I can never acomplish this, I always end up with the greys. I just dont understand!


----------



## Indigosblue (May 9, 2011)

just get a horse that's OCD about being clean...lol, my new horse always looks ready to go to a show everyday! She will not get dirty. ever. Sorta sad to miss out on the grooming though....


----------



## aforred (May 12, 2010)

I use a little pink oil on leather right before I go in the show pen. I sometimes use it if I don't have any show sheen, too. Or olive oil spray.

I love the EQ body wash! Makes keeping them clean so much easier, especially when they have a lot of white.

Healthy Haircare moisturizer used on a regular basis makes tails easier to work with.


----------



## ~*~anebel~*~ (Aug 21, 2008)

My horse is also dirt coloured, luckily lol.
My show grooming starts at home. Every day I idea dandy brush to remove excess dust, then I curry well with a rubber curry. Then depending on the level of dust I will use a damp rag to pull out all the dirt, followed by miracle groom and a dry rag. I may curry again and then finally I run over him well with a natural fibre body brush.
The mane is combed every day and I usually pull it twice a month. The tail is never brushed. If it is super gross I pull all the shavings and hay out with my fingers and after my ride I'll shampoo and condition it. Otherwise I put vetrolin detangler on my hands and literally go through strand by strand with my fingers. After I ride I usually hose off the sweat.
For a show if he is dusty and dirty I'll bath him with shampoo followed by a light spritz of diluted baby oil and a good rinse. Grooming is the same, legs are clipped and I use laundry blueing on those. Muzzle and eyes get shine and hooves are clear polished.

My favorite grooming trick is a good braid job!
_Posted via Mobile Device_


----------



## Alwaysbehind (Jul 10, 2009)

~*~anebel~*~ said:


> My favorite grooming trick is a good braid job!
> _Posted via Mobile Device_


So true. A great braid job can really finish off the look.


----------



## KawaiiCharlie (Nov 17, 2010)

boyfriends make good 'horse show servants'  good for carrying stuff around, make good photographers & holding the horses while you get ready  & as for the weeping eyes, an appaloosa mare i looked after had the same problem. there are wipes you can buy especially for the horses eyes & nose, i used them once & the next day her eyes werent weeping or crusty at all. i cant remember what theyre called though >.<


----------



## KawaiiCharlie (Nov 17, 2010)

Golden Horse said:


> BWA HAHAHAHAHAHA
> 
> I no longer feel so bad about my mud monsters,:rofl:


 
hahahaha. you think thats bad? meet Nightmare. my friends GREY, yes GREY horse. ****. 
a picture of what colour hes supposed to be, too.


----------



## Eliz (Jun 16, 2010)

Clipping the white markings on legs? Surely everyone knows that 

Vaseline around eyes and nose.

A good clipping job is essential.


----------



## aforred (May 12, 2010)

Eliz said:


> A good clipping job is essential.


Oh so true!


----------



## momo3boys (Jul 7, 2010)

as a newbie to the showing world I find this thread helpful and hilarious!

My tips: my friend had leather friendly wipes for boots and bridles to make them shine.

The judge doesn't like dry chestnuts so we put vasleine on them to make them look better. The side effect is that they were really easy to peel off after that!


----------



## dezzistar (May 24, 2011)

* Data

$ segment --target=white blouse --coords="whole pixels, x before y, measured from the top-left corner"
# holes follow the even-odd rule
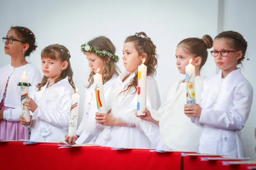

* Exercise 1
Answer these questions about the grooming thread, one per line:
(a) What does aforred put on leather right before going into the show pen?
(b) How often does ~*~anebel~*~ usually pull the mane?
(c) What does Eliz recommend putting around the eyes and nose?
* Exercise 2
Render this sentence from the grooming thread in Spanish: "Healthy Haircare moisturizer used on a regular basis makes tails easier to work with."

* Exercise output 1
(a) A little pink oil.
(b) Twice a month.
(c) Vaseline.

* Exercise output 2
El hidratante Healthy Haircare, usado con regularidad, hace que las colas sean más fáciles de manejar.